§ RECORDS SHOWN:

• • • • •

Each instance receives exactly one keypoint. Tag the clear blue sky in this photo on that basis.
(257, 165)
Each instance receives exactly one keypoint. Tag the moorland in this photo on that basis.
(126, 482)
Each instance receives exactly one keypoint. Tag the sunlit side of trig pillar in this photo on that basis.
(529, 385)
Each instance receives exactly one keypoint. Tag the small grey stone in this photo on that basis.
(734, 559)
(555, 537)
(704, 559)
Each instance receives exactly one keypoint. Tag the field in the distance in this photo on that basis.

• • • • •

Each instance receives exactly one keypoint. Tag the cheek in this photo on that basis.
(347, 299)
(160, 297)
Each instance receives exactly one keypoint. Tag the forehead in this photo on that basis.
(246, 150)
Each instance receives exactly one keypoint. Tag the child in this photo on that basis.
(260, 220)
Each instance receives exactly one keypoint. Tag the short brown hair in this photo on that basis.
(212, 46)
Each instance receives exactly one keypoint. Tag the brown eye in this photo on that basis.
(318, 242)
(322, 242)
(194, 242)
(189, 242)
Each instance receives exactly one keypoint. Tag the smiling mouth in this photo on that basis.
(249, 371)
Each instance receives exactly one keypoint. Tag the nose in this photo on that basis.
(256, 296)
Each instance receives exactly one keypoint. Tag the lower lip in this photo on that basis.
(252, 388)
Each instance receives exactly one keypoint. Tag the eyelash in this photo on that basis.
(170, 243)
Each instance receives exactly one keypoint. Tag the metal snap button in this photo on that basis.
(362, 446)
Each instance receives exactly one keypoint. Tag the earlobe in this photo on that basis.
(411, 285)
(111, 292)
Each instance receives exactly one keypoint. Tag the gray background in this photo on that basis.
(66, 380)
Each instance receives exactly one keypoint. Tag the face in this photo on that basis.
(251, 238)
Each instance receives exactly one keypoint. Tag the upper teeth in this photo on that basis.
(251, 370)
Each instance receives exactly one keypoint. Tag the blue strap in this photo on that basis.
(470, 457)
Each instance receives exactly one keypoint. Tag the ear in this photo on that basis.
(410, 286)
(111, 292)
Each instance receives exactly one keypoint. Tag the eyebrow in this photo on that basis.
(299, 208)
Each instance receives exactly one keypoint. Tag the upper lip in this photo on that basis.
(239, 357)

• • • • •

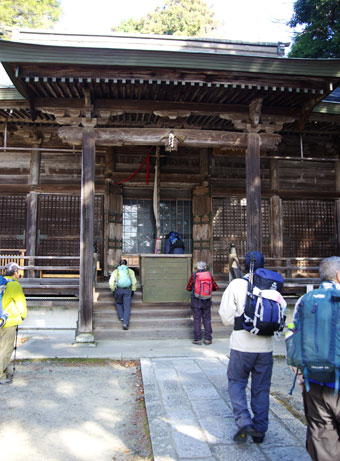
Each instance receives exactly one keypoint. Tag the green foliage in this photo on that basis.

• • • • •

§ WHAT YOU ARE ASKED TO DO:
Render everything in the records above, from the line containing "Each instance receives exactly one keypoint. Tag the clear" down to the line containing "Each instance receives exactly one keypoint. Tag the field", as a numbered list with one line per item and any blank lines omitted.

§ REPLY TO THE EXERCISE:
1. Each instance receives exactly one keypoint. Tag the clear blue sky in this photo on that basis.
2. (257, 165)
3. Each instance receives exactly one keypoint. Tag the moorland in this photo on that basis.
4. (126, 482)
5. Each instance receives exactly one keypoint. Tag the sunlit side of trig pillar in this photo on that basis.
6. (529, 385)
7. Each instance receives exactly one keypoint. Tag the small grey stone in this photo on that basis.
8. (734, 559)
9. (555, 537)
10. (704, 559)
11. Each instance receives exactly one keypoint. Tag the field in the distance in this photo on that basis.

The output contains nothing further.